Reading passage:
━━━━
First thing - stop this part. It's not fair to scare her for something that she is just doing out of natural need. Limit her freedom, watch her 100% of the time, and if you can't watch her, put her in her crate. If she squats, just scoops her up (she will stop peeing), say (gently but firmly) "no, outside" and carry her to the spot where she is supposed to go, put her down, and if she finishes, throw a huge love party. Treats, lots of love, big huge praise. But go back to taking her out every 60 minutes (I'd usually say 30-60, but she's a bit bigger now and her bladder can probably go 60 minutes no problem). It will come. But you have to make accidents impossible to happen, if that makes sense. (which is TOTALLY not possible in the first few weeks). But you have to make it hard, if that makes sense. Constant supervision, consistency, etc. 16 weeks is still very young. The odd accident at 16 weeks is not at all unusual.


----------



## GoldenLabMix (Dec 3, 2015)

Wilder was about 5 months when he had his last accident. He didn't have many because we watched him like a hawk due to our wood floors. And took him out like 1,000 times a day I read that while they may get that they are supposed to do their business outside fairly quickly, the whole process of being able to have the bladder capacity and maturity to hold it long enough and communicate it to you will occur between 4 and 6 months of age. First he would go to the door but not communicate so we had to watch him. Then he got to the point that he realized he needed to alert us. We have the pebble smart doorbell and he would use that sometimes and bark or whine sometimes once he got the hang of it. Now it's almost always the doorbell. It's really cute! Though when he's bored, he will ask to go out and come back in like 5 times an hour.

*disclaimer, he did pee on the floor the day after he was snipped but he was still a little out of it and he gets a free pass on that one.


----------
━━━━
Input data:
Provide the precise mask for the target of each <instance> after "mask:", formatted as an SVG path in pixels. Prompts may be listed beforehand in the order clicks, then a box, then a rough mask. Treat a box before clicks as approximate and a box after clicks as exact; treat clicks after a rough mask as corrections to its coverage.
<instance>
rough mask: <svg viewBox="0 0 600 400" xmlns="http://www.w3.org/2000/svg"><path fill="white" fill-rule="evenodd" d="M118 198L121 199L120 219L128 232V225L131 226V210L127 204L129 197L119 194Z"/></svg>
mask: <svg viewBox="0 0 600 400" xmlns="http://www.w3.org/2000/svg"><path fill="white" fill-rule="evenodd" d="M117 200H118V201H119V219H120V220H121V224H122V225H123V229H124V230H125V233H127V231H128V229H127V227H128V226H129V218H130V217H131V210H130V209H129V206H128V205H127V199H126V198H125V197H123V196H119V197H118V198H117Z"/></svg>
━━━━
Task 1: In the house-training thread, why does the first reply recommend taking the puppy out every 60 minutes rather than the usual 30 to 60?
Task 2: According to the house-training thread, how old was Wilder when he had his last accident?
Task 3: List, in order, the steps the first reply in the house-training thread gives for when the puppy squats indoors.
The listing above was drawn from a different source than the thread.

Reply 1: The writer says she is a bit bigger now, so her bladder can probably last 60 minutes without trouble.

Reply 2: He was about 5 months old.

Reply 3:
1. Scoop her up.
2. Say "no, outside" gently but firmly.
3. Carry her to the spot where she is supposed to go.
4. Put her down.
5. If she finishes, throw a huge love party with treats, lots of love, and big praise.